| TASK REQUIREMENTS |
Retype all of the data below exactly, leaving the pictures out.

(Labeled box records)
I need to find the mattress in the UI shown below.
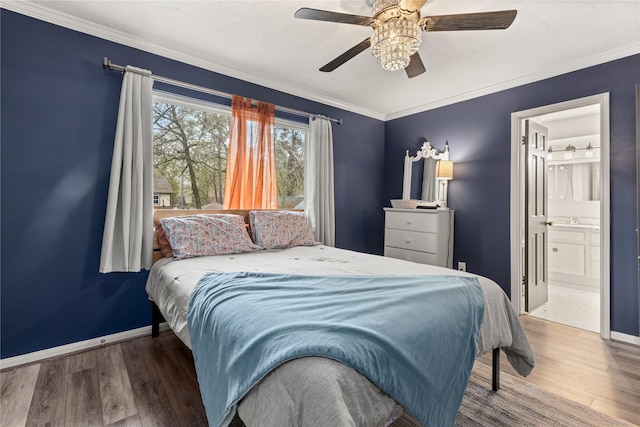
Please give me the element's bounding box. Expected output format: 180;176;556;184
146;245;534;426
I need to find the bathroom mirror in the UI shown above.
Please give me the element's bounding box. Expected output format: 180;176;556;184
548;162;600;202
402;141;449;202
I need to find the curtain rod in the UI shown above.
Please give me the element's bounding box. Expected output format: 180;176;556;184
102;56;342;125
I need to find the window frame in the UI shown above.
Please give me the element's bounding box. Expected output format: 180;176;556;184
151;89;311;210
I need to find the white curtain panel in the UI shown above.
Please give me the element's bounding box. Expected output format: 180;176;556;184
304;116;336;246
100;66;153;273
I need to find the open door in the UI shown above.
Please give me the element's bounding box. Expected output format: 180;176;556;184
523;120;549;312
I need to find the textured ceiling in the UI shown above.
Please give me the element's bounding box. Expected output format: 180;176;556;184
2;0;640;120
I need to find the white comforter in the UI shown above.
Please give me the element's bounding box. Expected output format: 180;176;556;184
146;245;533;426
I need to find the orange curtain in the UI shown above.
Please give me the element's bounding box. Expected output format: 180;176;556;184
224;95;278;209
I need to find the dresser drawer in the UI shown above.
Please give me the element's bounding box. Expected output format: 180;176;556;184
384;246;438;265
384;228;437;254
385;211;438;233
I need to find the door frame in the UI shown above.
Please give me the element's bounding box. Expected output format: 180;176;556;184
510;92;611;340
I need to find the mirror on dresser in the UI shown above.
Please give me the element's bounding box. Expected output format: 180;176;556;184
402;141;449;205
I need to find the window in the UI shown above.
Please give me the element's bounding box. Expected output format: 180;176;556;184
153;92;308;209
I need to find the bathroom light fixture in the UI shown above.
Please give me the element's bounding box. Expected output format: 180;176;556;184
564;144;576;159
584;142;593;157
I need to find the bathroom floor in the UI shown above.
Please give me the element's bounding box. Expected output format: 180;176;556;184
528;282;600;333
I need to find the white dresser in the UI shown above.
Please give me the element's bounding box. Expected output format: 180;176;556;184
384;208;454;268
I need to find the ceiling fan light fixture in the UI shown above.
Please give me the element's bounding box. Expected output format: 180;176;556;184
371;18;421;71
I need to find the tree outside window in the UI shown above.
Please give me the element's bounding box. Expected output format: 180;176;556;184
153;97;308;209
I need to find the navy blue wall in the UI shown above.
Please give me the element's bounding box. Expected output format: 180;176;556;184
0;9;384;358
385;55;640;336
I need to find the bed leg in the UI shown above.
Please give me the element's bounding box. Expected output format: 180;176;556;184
150;301;164;338
491;348;500;391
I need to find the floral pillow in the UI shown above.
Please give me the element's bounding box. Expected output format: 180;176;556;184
153;219;173;258
249;211;317;249
160;214;262;259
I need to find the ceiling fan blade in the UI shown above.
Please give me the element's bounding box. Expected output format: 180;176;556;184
418;10;518;31
320;39;371;73
400;0;427;12
404;52;427;78
293;7;373;27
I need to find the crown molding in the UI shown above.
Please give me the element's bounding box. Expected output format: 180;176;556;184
0;0;640;121
0;0;385;121
384;43;640;121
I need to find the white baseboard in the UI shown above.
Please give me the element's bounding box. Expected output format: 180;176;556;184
611;331;640;345
0;322;169;370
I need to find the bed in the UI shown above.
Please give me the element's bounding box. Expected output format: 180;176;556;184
146;211;534;426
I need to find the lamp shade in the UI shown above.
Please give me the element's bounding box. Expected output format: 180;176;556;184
436;160;453;179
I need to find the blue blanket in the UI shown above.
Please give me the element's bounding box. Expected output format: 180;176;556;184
188;272;484;426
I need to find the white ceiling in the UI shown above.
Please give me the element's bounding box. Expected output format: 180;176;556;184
2;0;640;120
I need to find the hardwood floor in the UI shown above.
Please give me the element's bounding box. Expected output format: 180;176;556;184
479;316;640;425
0;316;640;427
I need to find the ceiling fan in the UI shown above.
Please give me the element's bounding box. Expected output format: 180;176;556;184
294;0;518;78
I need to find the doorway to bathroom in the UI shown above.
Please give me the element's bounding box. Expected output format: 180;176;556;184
511;94;610;339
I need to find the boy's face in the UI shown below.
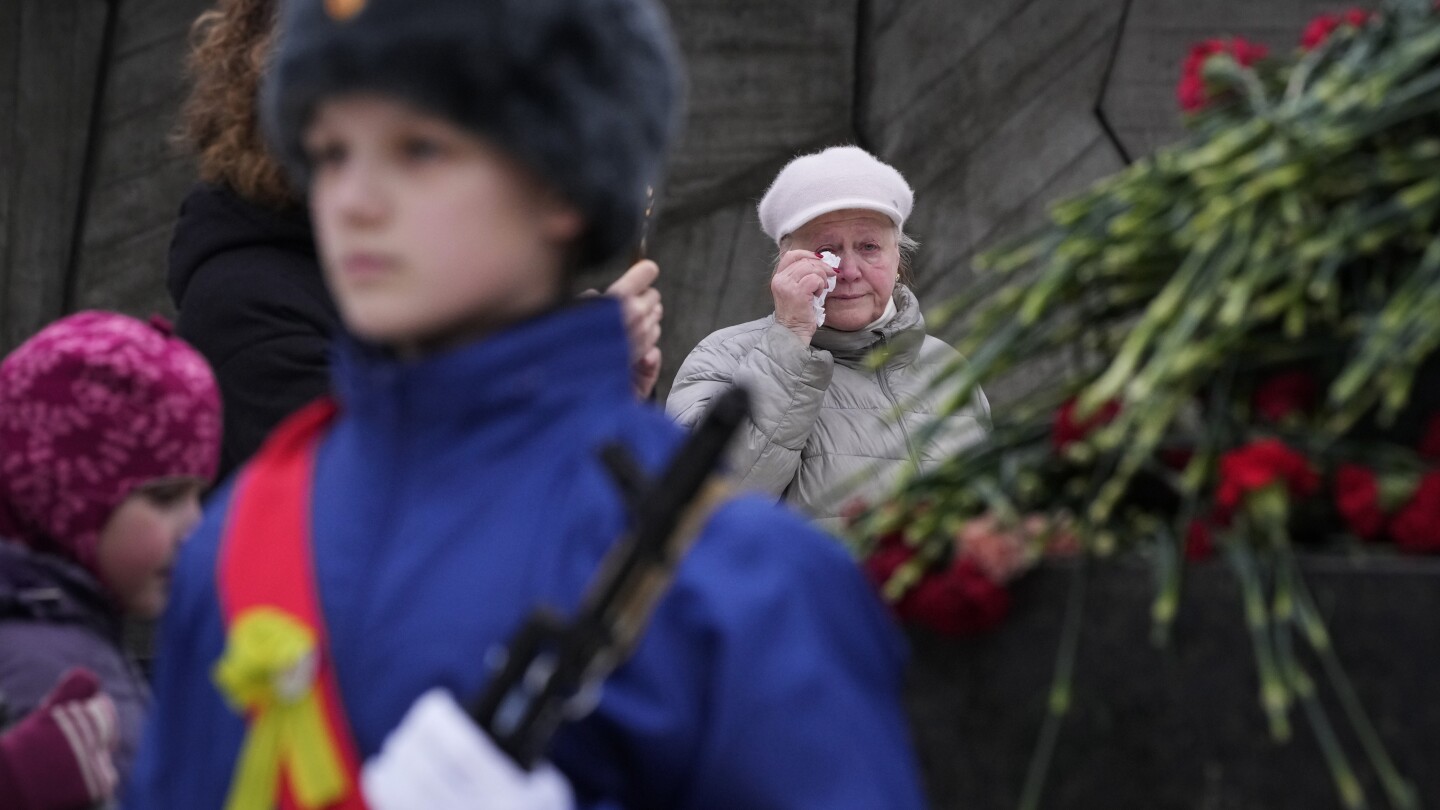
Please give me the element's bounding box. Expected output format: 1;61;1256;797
96;476;204;618
305;95;583;355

| CORRECT RESULT |
I need to find the mattress in the UI shown below.
Please give me the element's bounding box. Expected output format: 180;176;556;184
146;245;534;426
I need to find the bathroom mirror in the UI shown above.
Please give me the element's bounding box. Expected output format: 180;176;556;184
548;162;600;202
402;141;449;202
I need to find the curtain rod in the UI shown above.
Please give me the element's bounding box. Expected output format: 180;176;556;184
102;56;342;125
I need to find the window frame in the UI shown above.
Please give me the element's bounding box. Expected output format: 180;176;556;184
151;89;311;210
I need to find the white curtain panel in the UI shown above.
Please give me the element's bounding box. Expected output format: 180;176;556;184
304;116;336;246
100;66;153;273
I need to find the open door in the UI shown above.
Please give me the element's bounding box. Expected output format: 180;176;556;184
523;120;549;312
I need to find the textured ceiling in the UI shown above.
Please give me the element's bounding box. Expected output format: 180;176;556;184
2;0;640;120
I need to find the white comforter in the UI shown above.
Please give me the element's bounding box. Expected output format: 180;176;556;184
146;245;533;426
I need to find the orange curtain in the UI shown above.
Please give me the element's bounding box. Expected output format: 180;176;556;184
224;95;278;209
I need to find the dresser drawer in the UI shown above.
Please give me the element's bounding box. Expected output format: 180;176;556;184
384;246;438;265
384;228;437;254
385;211;438;233
I need to find the door frame in the UI shown above.
Please give me the element's bounding box. Expected output format: 180;176;556;184
510;92;611;340
I need to find the mirror on dresser in the UI shown above.
Please give me the element's bounding box. Expected output format: 180;176;556;184
402;141;449;205
I need to find the window in the UI shown above.
Please give me the element's bounding box. Expected output format: 180;176;556;184
153;92;308;209
I need to find the bathroom light fixture in the UI shown above.
Please give me the element's bounding box. Expected output format: 180;176;556;184
564;144;576;159
584;142;593;157
I need to find the bathroom floor in the UI shown above.
Please give me the element's bounding box. Expected output format: 180;176;556;184
528;282;600;333
I need to find the white dresser in the UI shown above.
Please give me the element's bounding box. Expected output format: 180;176;556;184
384;208;454;268
I need to find the ceiling fan light fixture in the UI shown above.
Please give me the element's bounding box. Expected output format: 180;176;556;184
371;18;421;71
I need to find the tree outside window in the UI shown above.
Please give me the element's bounding box. Expected output format: 180;176;556;184
153;97;308;209
I need to find the navy blue wall in the UI shown above.
Please give me the element's bounding box. Expected output format: 180;176;556;184
0;9;384;358
385;55;640;336
I need to find the bed leg in the UI shown above.
Please give me the element's bounding box. Expected output format: 180;176;556;184
150;301;164;338
491;348;500;391
I need to find the floral pillow in the UI shown above.
Please give me the element's bounding box. Expected output format: 180;176;556;184
153;219;173;258
249;211;317;249
160;214;262;259
I need to find the ceiling fan blade in the UI shown above.
Please give me the element's bounding box. Expected output format: 180;176;556;184
418;10;518;31
320;39;371;73
400;0;427;12
404;52;427;78
293;7;373;27
I need to find the crown molding in the UI shown above.
Please give me the element's bounding box. Expected output format: 180;176;556;184
0;0;640;121
0;0;385;121
384;43;640;121
I need to find the white baseboard in the UI shown above.
Please give me the element's bounding box. Expected output format: 180;176;556;184
611;331;640;345
0;322;169;370
I need to find the bed in the UI shown above.
Please give me the element's bounding box. Expected output format: 180;176;556;184
146;211;534;426
I need to find the lamp shade in the UI shown above.
Please give me the element's bounding box. Expected output format: 180;176;556;184
436;160;453;179
I need to find the blue blanket in the UI shown above.
Please give me the element's bounding box. Expected output format: 180;176;556;184
188;272;484;426
I need to find the white ceiling in the UI shown above.
Please give me the element's bounding box. Expected output format: 180;176;556;184
2;0;640;120
I need to find the hardwood floor in the UI shown above.
Please give me the element's bounding box. Expected output format: 180;176;556;184
479;316;640;425
0;316;640;427
I need to find the ceiling fan in the UI shown above.
Please give me the element's bounding box. Expected output format: 180;176;556;184
294;0;518;78
I need to find the doorway to bathroom in the UI shown above.
Please give me the element's bounding box. Expected output format: 180;176;556;184
511;94;610;339
I need to find the boy's face in the UI shown below.
Please give me the element's bounding box. Expected output format: 1;61;1256;797
96;476;204;618
305;95;583;355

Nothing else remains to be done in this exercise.